▶ [Exercise directions]: Gather every line in the data below that contains the word "white", matching uppercase and lowercase letters exactly.

▶ [Entries provided]:
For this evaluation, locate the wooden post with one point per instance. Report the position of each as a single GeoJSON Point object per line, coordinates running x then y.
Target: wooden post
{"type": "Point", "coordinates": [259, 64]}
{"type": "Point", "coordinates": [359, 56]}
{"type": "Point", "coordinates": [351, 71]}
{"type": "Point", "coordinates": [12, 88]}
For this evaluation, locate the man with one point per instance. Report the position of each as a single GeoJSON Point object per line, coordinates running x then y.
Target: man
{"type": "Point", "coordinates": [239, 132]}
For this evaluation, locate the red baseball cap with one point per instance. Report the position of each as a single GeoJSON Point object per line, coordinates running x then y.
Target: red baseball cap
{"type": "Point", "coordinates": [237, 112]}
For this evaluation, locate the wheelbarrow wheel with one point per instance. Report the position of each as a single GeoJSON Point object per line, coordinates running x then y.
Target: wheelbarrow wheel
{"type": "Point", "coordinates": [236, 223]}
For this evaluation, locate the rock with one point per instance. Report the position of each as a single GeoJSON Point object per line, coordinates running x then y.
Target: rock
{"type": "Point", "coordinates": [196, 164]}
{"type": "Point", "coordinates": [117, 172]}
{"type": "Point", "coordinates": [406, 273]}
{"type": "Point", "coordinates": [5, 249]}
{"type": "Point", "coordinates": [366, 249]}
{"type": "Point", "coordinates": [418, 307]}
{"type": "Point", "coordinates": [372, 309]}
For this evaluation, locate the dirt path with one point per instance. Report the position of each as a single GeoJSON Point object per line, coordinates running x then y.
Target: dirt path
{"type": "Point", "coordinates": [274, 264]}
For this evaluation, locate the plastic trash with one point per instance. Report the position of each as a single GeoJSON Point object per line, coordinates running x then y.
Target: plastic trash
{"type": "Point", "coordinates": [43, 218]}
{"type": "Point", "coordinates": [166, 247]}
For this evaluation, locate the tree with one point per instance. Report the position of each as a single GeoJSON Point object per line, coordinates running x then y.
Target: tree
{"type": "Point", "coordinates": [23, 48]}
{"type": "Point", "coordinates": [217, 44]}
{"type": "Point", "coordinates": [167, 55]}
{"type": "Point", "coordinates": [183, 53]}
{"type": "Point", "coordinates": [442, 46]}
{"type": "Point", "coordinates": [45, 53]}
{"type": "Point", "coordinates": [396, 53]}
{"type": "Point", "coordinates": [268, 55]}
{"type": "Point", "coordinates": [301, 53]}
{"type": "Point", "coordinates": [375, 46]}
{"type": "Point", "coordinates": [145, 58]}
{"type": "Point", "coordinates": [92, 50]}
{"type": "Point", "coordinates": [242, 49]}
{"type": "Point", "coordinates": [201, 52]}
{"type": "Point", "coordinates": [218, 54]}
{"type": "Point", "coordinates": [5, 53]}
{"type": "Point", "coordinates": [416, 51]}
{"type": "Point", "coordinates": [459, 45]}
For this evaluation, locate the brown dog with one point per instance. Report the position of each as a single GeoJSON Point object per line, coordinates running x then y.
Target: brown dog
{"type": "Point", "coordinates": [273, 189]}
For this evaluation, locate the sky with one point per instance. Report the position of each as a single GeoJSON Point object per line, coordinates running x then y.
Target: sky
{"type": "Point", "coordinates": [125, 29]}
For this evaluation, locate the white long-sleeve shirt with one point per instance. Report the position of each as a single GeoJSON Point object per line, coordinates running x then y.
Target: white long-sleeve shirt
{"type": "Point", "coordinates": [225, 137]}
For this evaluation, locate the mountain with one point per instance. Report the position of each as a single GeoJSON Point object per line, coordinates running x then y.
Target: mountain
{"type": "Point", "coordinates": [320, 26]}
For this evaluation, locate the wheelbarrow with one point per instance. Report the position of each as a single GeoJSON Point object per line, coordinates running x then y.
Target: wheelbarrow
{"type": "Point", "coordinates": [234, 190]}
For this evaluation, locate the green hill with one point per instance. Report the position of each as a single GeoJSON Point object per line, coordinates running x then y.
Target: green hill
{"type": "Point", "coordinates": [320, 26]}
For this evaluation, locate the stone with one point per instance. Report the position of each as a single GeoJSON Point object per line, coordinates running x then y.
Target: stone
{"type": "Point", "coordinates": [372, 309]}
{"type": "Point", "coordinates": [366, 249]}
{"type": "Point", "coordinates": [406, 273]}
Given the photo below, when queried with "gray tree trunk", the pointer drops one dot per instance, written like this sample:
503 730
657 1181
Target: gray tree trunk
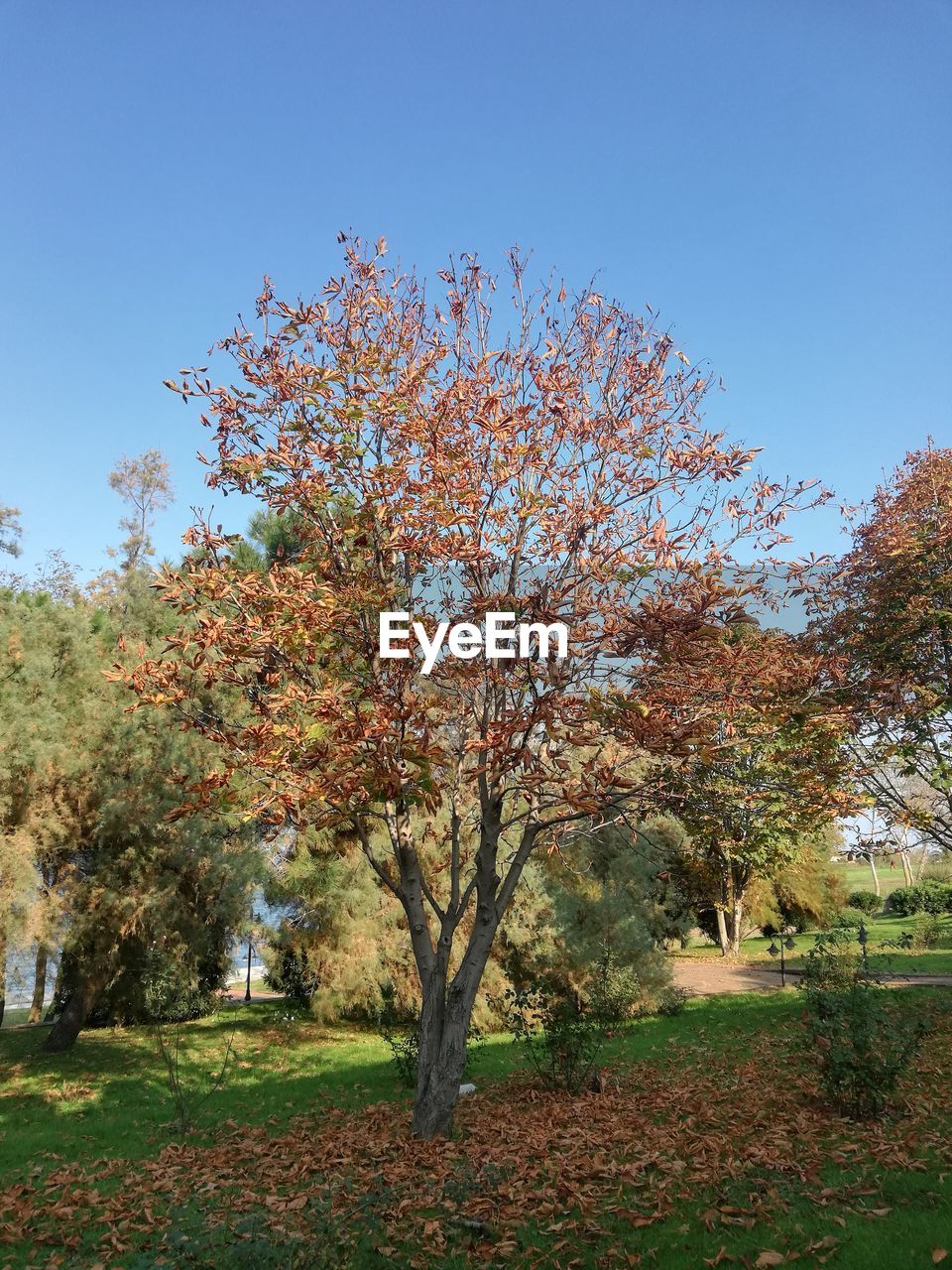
36 1010
722 931
68 1025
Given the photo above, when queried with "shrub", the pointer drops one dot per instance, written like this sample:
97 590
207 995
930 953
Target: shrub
848 919
168 1001
616 989
670 1001
403 1035
862 1048
561 1035
928 931
866 901
927 897
290 973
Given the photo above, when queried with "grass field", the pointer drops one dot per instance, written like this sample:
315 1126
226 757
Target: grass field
883 957
857 876
707 1137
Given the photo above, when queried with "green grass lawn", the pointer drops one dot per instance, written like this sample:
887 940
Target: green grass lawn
881 930
708 1135
857 876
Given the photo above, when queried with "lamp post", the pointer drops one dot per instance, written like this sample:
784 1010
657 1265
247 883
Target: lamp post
779 952
864 937
250 945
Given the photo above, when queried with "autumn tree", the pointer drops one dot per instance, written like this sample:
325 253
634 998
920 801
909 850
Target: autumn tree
442 461
778 776
145 486
887 610
9 530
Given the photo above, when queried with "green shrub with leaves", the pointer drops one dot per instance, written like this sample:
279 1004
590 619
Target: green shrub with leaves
866 901
927 897
561 1035
402 1033
928 931
848 919
861 1046
670 1001
616 989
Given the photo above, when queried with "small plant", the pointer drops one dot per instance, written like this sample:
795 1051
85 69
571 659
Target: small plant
168 1037
616 991
866 901
561 1035
928 931
927 897
848 919
862 1048
670 1001
403 1035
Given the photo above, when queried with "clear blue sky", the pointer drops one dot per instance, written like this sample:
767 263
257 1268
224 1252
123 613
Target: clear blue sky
774 178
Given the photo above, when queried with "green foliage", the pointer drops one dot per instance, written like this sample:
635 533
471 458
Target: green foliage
617 989
861 1047
253 1241
169 998
927 897
601 911
865 901
929 931
848 919
560 1033
670 1001
289 973
87 793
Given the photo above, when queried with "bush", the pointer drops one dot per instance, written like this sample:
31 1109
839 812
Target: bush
927 897
290 973
403 1034
928 931
670 1001
561 1035
866 901
848 919
862 1048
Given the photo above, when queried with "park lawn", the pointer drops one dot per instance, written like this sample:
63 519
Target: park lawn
881 930
708 1135
857 876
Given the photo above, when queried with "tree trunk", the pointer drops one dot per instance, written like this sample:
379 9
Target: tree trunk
440 1070
737 922
58 989
871 857
3 974
906 867
36 1010
722 931
444 1025
68 1025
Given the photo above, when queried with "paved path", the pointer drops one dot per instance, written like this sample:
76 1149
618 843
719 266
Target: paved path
710 976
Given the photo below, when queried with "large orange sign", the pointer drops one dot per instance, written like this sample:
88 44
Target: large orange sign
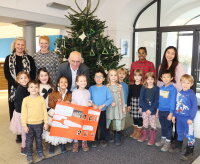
75 121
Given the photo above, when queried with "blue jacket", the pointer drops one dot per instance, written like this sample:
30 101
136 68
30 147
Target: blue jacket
167 98
186 104
152 103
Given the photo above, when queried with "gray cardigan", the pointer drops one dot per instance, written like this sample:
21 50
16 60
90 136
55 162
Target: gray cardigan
64 70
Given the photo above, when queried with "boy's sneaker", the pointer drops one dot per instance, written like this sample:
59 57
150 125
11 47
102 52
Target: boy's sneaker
23 150
41 155
75 147
30 159
103 143
166 146
161 142
85 146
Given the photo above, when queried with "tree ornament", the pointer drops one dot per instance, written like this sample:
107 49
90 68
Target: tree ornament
105 52
82 36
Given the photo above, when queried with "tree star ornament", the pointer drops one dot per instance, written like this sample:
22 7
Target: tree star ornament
82 36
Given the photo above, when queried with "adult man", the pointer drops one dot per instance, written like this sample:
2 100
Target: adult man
72 68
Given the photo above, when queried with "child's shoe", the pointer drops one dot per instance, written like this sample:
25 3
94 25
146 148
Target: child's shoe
188 153
23 150
30 159
134 131
63 148
161 142
41 155
152 137
138 134
166 146
18 139
144 135
75 147
51 149
85 146
176 146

▶ [Exercise result]:
For this evaluation, locate the white long-sleeve shirt with one point per instance. Report the position of each as a single GeoJSON Point object per line, coordinates running x then y.
Target: white long-sleeve shirt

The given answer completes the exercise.